_RECORD EXTRACTS:_
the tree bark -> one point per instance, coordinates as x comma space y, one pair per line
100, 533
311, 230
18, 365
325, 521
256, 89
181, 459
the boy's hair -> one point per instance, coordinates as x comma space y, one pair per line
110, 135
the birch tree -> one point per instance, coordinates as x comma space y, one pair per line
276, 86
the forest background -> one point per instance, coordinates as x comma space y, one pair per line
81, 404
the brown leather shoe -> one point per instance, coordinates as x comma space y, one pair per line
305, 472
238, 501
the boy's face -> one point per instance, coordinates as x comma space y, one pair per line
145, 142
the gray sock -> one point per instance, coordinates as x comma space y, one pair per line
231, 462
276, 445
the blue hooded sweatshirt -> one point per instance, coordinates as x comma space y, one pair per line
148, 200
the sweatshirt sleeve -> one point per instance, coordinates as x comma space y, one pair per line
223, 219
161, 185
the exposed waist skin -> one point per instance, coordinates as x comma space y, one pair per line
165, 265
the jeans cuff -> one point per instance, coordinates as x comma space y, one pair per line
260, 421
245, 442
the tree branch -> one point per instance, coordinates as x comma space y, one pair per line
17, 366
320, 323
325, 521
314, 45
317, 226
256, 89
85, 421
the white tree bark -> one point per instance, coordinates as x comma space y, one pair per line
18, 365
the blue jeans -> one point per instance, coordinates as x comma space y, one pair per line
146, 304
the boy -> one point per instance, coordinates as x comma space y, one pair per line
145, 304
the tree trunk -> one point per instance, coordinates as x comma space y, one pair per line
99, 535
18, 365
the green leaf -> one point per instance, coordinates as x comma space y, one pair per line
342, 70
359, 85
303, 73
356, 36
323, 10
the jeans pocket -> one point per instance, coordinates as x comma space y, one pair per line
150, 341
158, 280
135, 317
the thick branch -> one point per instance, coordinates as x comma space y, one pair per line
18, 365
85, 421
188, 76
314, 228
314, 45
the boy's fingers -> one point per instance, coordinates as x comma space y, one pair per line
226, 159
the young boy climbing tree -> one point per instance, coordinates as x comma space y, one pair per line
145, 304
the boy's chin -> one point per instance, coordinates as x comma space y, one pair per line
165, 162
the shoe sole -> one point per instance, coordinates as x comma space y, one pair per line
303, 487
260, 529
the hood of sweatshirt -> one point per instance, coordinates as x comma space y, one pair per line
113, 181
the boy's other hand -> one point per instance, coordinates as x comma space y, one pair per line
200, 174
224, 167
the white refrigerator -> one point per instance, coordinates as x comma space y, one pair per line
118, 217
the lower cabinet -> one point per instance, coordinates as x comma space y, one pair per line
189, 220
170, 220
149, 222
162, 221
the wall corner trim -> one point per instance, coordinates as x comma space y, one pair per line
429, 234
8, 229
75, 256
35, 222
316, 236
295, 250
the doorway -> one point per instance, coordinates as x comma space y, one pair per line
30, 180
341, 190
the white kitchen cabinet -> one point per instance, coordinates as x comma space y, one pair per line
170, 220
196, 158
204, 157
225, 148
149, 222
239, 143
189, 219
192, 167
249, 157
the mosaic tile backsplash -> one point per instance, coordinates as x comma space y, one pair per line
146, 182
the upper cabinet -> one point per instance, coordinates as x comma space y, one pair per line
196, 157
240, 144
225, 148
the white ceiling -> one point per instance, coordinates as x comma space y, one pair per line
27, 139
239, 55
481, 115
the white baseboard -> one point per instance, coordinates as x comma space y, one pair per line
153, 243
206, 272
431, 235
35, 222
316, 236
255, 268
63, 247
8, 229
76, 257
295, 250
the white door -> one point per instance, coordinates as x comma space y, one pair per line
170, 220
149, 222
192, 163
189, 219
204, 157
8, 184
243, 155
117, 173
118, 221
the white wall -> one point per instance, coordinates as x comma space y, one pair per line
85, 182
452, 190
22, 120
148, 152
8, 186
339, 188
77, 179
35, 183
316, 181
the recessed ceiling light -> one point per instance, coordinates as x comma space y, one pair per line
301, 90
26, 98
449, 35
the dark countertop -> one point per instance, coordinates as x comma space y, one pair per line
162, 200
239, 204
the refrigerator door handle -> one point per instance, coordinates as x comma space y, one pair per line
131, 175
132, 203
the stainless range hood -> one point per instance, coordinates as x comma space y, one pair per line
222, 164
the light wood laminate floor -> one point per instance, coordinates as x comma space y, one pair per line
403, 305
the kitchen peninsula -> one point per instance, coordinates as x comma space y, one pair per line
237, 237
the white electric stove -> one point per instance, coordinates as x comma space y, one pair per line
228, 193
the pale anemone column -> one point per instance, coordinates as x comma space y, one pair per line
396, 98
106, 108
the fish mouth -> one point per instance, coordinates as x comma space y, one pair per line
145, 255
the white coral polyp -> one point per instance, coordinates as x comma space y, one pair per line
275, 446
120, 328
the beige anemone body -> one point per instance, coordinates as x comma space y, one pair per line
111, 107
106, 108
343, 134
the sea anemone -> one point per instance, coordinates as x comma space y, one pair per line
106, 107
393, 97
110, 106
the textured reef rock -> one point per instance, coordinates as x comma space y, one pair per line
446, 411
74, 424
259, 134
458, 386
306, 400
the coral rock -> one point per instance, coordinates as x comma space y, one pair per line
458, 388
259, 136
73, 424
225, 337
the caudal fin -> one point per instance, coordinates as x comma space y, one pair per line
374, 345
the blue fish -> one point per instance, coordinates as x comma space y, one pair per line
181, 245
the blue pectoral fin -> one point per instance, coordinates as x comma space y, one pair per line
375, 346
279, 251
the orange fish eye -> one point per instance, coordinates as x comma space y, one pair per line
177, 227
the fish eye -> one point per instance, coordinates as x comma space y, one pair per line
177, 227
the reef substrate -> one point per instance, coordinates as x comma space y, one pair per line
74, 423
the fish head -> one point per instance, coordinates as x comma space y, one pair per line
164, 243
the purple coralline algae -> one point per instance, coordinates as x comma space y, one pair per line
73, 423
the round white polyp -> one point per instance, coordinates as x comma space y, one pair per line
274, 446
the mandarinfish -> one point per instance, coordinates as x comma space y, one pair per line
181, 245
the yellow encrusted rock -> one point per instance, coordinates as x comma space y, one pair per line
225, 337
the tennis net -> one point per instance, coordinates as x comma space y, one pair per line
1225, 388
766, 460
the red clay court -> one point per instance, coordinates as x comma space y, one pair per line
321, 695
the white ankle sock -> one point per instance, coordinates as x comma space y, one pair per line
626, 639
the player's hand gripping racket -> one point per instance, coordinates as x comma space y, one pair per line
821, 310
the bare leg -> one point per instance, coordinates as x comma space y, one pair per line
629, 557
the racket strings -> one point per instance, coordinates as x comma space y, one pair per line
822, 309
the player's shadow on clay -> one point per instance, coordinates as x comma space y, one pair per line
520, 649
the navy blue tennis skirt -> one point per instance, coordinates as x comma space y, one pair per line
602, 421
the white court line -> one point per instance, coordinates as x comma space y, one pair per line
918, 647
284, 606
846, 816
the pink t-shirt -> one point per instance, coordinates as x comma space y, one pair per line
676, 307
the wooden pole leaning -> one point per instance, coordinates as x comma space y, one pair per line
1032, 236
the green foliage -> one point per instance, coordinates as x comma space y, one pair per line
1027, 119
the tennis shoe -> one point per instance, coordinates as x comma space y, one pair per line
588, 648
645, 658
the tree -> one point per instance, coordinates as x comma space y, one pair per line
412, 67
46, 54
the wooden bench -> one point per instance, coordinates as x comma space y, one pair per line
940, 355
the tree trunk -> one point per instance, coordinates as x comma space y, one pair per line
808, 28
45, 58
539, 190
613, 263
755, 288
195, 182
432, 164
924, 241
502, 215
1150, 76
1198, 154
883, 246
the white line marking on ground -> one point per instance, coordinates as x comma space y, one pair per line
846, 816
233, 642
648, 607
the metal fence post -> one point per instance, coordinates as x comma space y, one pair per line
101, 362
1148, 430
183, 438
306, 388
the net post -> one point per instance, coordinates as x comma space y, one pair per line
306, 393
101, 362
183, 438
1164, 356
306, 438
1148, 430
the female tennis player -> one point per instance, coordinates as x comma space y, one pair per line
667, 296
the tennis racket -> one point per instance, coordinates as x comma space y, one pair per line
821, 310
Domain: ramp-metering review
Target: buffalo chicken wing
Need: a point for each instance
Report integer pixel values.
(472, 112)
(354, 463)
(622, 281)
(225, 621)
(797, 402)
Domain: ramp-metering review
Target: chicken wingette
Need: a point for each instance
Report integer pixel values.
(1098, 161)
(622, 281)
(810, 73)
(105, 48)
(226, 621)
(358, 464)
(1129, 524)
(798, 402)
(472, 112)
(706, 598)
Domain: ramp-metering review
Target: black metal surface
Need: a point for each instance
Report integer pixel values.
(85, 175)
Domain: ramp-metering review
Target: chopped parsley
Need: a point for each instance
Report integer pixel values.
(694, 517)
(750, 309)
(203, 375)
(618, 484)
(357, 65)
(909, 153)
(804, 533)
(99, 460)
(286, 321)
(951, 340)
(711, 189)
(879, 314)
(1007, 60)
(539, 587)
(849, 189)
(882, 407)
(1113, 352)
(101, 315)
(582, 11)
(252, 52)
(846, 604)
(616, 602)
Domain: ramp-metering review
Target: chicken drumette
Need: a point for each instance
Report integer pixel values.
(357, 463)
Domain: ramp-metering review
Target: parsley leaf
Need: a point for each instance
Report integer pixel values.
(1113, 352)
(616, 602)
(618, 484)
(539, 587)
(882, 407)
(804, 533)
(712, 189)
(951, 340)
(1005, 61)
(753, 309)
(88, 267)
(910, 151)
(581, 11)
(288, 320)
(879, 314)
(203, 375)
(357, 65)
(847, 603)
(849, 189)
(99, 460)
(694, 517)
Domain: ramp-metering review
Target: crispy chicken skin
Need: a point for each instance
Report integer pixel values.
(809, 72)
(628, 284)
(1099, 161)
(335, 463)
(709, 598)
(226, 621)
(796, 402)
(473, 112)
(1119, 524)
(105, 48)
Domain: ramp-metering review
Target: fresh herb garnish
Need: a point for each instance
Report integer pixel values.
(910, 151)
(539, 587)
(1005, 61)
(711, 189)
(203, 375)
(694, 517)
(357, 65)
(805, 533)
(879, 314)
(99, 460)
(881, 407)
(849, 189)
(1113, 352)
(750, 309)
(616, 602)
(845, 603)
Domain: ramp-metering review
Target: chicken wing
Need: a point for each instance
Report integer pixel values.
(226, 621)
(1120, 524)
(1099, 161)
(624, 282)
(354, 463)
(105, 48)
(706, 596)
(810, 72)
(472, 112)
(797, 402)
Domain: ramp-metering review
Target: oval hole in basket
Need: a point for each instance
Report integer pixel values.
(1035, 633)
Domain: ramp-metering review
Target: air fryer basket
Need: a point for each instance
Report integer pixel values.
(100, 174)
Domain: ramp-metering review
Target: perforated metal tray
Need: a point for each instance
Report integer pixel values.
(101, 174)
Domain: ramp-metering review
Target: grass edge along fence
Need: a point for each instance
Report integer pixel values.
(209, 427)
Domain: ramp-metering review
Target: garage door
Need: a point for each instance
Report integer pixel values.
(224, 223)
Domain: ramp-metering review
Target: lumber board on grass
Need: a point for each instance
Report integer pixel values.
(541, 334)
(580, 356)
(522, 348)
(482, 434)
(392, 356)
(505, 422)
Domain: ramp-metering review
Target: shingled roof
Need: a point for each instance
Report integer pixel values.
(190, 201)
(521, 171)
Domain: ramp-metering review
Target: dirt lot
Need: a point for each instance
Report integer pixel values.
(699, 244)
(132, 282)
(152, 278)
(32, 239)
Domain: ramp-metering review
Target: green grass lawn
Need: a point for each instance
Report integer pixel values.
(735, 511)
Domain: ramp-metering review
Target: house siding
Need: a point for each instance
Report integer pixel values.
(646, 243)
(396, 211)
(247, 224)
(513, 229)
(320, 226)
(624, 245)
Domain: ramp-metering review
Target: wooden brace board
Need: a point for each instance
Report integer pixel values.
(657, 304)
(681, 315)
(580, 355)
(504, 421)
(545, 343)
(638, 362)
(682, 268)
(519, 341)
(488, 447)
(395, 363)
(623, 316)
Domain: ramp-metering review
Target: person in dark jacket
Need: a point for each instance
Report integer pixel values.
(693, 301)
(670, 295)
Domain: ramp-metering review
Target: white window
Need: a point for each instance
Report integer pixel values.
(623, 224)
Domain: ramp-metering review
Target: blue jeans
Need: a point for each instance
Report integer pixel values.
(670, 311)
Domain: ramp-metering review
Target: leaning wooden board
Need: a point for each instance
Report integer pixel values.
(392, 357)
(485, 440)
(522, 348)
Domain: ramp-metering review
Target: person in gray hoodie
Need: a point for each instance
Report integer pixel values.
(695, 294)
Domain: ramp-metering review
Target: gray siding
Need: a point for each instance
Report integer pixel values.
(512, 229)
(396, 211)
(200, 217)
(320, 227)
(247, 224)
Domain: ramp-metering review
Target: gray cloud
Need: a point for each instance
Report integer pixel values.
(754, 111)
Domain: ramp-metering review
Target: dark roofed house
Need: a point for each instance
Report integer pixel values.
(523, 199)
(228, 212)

_STATED EXERCISE:_ State how many lines in the records above contain the word "jeans", and reply with that number alone.

_CORRECT RESPONSE:_ 4